- [Passage]:
<<<<

By Jane Norman, CQ HealthBeat Associate Editor
May 9, 2012 -- Primary care physicians will receive reimbursements for Medicaid equal to what Medicare pays in a two-year "fix" mandated by the health care law, Health and Human Services officials said last week.
The increase will apply to Medicaid services provided in calendar years 2013 and 2014, and will go to family practice physicians, pediatricians and other practitioners of family medicine, as well as some primary care sub-specialties such as neonatologists.
This could be a significant increase for many doctors. States set Medicaid provider reimbursement rates, and primary care practitioners currently are paid 66 percent of the Medicare rate on average, though the percentages vary from state to state, Centers for Medicare and Medicaid Services (CMS) officials told reporters in a conference call.
Cindy Mann, deputy administrator at CMS, said that the $11 billion, two-year boost in reimbursements will be entirely paid for by the federal government rather than the state-federal sharing that generally is the practice for Medicaid. One of the key goals of the health care law (PL 111-148, PL 111-152) is to emphasize primary care, and the increased payments are an example of that, even if they will only last two years, Mann said.
The reimbursement increase was included in a proposed rule recently published by CMS.
Roland Goertz, board chairman of the American Academy of Family Physicians, who was on the call with Mann, said that family doctors know that people who don't have access to care put off health needs, and then a simple problem can become complicated. Two-thirds of the members of his academy continue to accept Medicaid patients even though the payment rates are low, he said. "We can't continue to depend on the good will of physicians who continue to provide care for less than the cost of that care," Goertz said.
Asked if doctors will seek to extend the temporary pay increase just as they have tried to avert scheduled reimbursement cutbacks under the Sustainable Growth Rate, Mann said that officials will be reviewing the results of the two-year change and whether the pay boost has provided a clear improvement in health care.

>>>>

- [Data segment]:
<<<<

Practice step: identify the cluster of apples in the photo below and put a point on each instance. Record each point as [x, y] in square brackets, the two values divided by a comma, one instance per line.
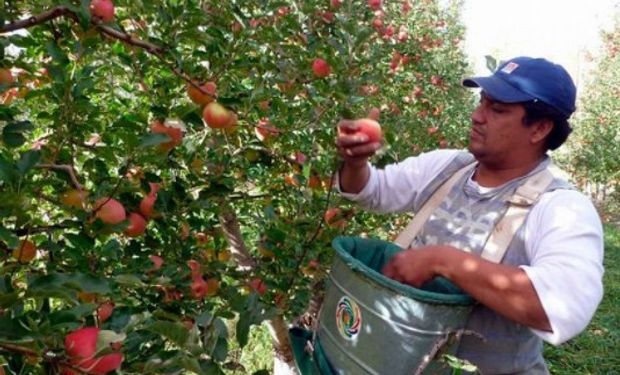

>>>>

- [Problems and tasks]:
1) Answer each question from the Medicaid payment article.
(a) In which calendar years does the reimbursement increase apply?
(b) On average, what percentage of the Medicare rate are primary care practitioners currently paid under Medicaid?
(c) What share of the American Academy of Family Physicians' members still accept Medicaid patients?
2) Extend the Medicaid payment article past its final paragraph.
The material is separate from the Medicaid payment article.

- [Task-by-task outputs]:
1)
(a) 2013 and 2014
(b) 66 percent
(c) Two-thirds

2)
Said Goertz: "We're ready to lobby for what's right for improving the system."
Overall, the pay increase is projected to cost the government $5.7 billion in calendar year 2013 and $5.9 billion in 2014, CMS says. Unless Congress provides additional money, the higher rates for primary care providers would end after 2014. Individual states could, however, choose to maintain the higher reimbursements.
Sen. Orrin G. Hatch of Utah, ranking Republican on the Senate Finance Committee, criticized the rule in a statement last week.
"It's nonsensical to think a temporary, two-year bump in pay will actually attract and retain doctors to the Medicaid program unless the White House thinks Congress will keep extending these higher payment rates in perpetuity," Hatch said. "Every year, Congress has to stop Medicare physician payment rate cuts and this proposed regulation will now create the same dilemma under the Medicaid program. When that rate drops back down after 2014, what will happen to the health care Medicaid beneficiaries receive? Or is this just another budget gimmick to hide the true cost of the President's $2.6 trillion health law?"
As the nation moves toward full implementation of the health care law in 2014 and the expansion of eligibility for Medicaid to all adults under 133 percent of the federal poverty level, "it is critical that a sufficient number of primary care physicians participate in the program," the rule says.